» **Problem description**
Put each line of the rows below into a Markdown table with two columns, Number and Text, numbering the lines in order and skipping any blank ones. Leave out the pictures.

» **Exercise material**
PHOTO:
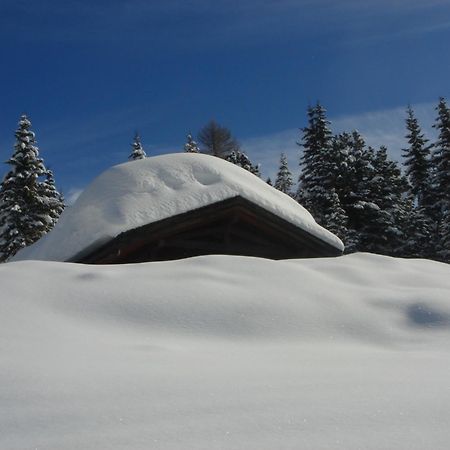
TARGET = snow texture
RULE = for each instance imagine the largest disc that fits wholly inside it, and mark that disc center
(223, 352)
(145, 191)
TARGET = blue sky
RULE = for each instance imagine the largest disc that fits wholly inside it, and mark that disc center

» **Worked answer**
| Number | Text |
|---|---|
| 1 | PHOTO: |
| 2 | TARGET = snow texture |
| 3 | RULE = for each instance imagine the largest disc that fits wholly inside it, and mark that disc center |
| 4 | (223, 352) |
| 5 | (145, 191) |
| 6 | TARGET = blue sky |
| 7 | RULE = for each instance imagine the largest disc that fits wholly inside it, and mark that disc center |